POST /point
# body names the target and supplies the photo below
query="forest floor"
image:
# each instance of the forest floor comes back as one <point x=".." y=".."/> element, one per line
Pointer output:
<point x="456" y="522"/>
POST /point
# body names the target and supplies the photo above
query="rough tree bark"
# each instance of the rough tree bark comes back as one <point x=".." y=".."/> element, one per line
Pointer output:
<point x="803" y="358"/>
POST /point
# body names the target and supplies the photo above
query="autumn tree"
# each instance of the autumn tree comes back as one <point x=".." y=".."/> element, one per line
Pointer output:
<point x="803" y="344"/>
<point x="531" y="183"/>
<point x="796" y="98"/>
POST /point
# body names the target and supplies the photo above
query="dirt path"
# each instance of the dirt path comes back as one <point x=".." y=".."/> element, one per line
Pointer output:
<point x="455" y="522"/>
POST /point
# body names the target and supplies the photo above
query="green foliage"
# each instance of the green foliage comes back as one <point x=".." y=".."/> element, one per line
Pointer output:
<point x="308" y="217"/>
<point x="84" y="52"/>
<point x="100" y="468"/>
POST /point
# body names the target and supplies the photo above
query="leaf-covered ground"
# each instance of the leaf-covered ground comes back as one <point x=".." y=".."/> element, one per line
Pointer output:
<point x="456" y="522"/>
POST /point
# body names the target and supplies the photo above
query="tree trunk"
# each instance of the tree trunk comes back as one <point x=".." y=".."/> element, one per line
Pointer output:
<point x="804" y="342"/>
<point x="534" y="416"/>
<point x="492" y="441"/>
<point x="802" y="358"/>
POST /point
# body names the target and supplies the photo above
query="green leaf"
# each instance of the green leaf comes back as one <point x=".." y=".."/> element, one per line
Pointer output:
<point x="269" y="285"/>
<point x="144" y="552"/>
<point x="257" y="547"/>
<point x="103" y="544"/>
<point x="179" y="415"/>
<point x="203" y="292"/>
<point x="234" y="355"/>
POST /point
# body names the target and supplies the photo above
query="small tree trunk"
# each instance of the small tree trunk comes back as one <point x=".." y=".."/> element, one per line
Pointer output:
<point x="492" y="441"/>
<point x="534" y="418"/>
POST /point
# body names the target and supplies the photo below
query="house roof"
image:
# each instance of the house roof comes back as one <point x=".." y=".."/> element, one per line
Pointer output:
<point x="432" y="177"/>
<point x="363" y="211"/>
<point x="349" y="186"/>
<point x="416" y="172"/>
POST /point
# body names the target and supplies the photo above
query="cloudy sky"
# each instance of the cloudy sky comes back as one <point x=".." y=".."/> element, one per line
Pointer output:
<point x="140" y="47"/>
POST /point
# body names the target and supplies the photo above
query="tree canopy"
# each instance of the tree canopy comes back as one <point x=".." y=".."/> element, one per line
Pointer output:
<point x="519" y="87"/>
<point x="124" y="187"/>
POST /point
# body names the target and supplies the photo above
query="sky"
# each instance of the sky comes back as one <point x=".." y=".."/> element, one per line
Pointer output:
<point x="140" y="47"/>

*Exercise requirements*
Copy all of the entries above exactly as shown.

*Problem solution*
POST /point
# body names the target and supplies the photo below
query="forest floor"
image:
# each instance of the forest floor comes back as one <point x=".." y=".."/> element, one per line
Pointer output:
<point x="456" y="522"/>
POST /point
# body names the target and supplies the photo above
query="rough tree bark"
# each instance of the rough tree bark comes back as one <point x=".." y=".."/> element, one per line
Pointer output:
<point x="803" y="358"/>
POST /point
# body names the target and supplies the photo above
query="autumn tree"
# each instance of the autumn tree comes back as one <point x=".." y=".."/> element, one per line
Pointer output:
<point x="803" y="344"/>
<point x="531" y="183"/>
<point x="796" y="98"/>
POST /point
# body names the target and supplies the photo above
query="dirt path"
# each instance of the dirt path comes back as one <point x=".." y=".."/> element, one per line
Pointer output:
<point x="455" y="522"/>
POST /point
# body names the target and supplies the photo above
query="green foliage"
# each instance of the green foliage comes back as one <point x=".." y=".."/> element, one per line
Pointer output:
<point x="308" y="217"/>
<point x="84" y="52"/>
<point x="100" y="468"/>
POST /point
# body names the target and supplies the photo above
query="leaf-covered ground"
# each instance of the leaf-covered ground comes back as one <point x=".." y=".."/> element, one per line
Pointer output:
<point x="456" y="522"/>
POST /point
# body names the target and supplies the photo above
query="tree trunk"
# each instance of the tree trunk comes back as one <point x=".." y=".."/> element, one per line
Pointer output:
<point x="804" y="342"/>
<point x="534" y="416"/>
<point x="492" y="441"/>
<point x="802" y="358"/>
POST /point
# body names the target and supplies the photo above
query="green leaf"
# each instance of the green leaf comes back as one <point x=".." y=".."/> element, one per line
Pointer output:
<point x="269" y="285"/>
<point x="144" y="552"/>
<point x="257" y="547"/>
<point x="103" y="544"/>
<point x="179" y="415"/>
<point x="203" y="292"/>
<point x="234" y="355"/>
POST /point
# body names the target and supplies the photo above
query="small tree trunk"
# each instance of the small tree trunk comes back as one <point x=".." y=".."/> element, one per line
Pointer output:
<point x="492" y="441"/>
<point x="534" y="418"/>
POST /point
# body names the target and supplies the photo below
query="house roof"
image:
# each instance of the house roof comes back as one <point x=".." y=".."/> element, one per line
Pointer output:
<point x="432" y="177"/>
<point x="363" y="211"/>
<point x="349" y="186"/>
<point x="416" y="172"/>
POST /point
# body names the target and supplies the photo above
query="cloudy sky"
# each instance of the cloudy sky comes back as one <point x=".." y=".."/> element, one per line
Pointer output:
<point x="140" y="47"/>
POST /point
# body names the target and supplies the photo above
query="tree canopy"
# each instance of the tree canopy comes back as one <point x=".." y=".."/> element, one per line
Pointer output:
<point x="519" y="87"/>
<point x="124" y="187"/>
POST /point
# body names the target and supplies the photo above
query="sky"
# each instance of the sky comes back as one <point x=".." y=".."/> element, one per line
Pointer output:
<point x="140" y="47"/>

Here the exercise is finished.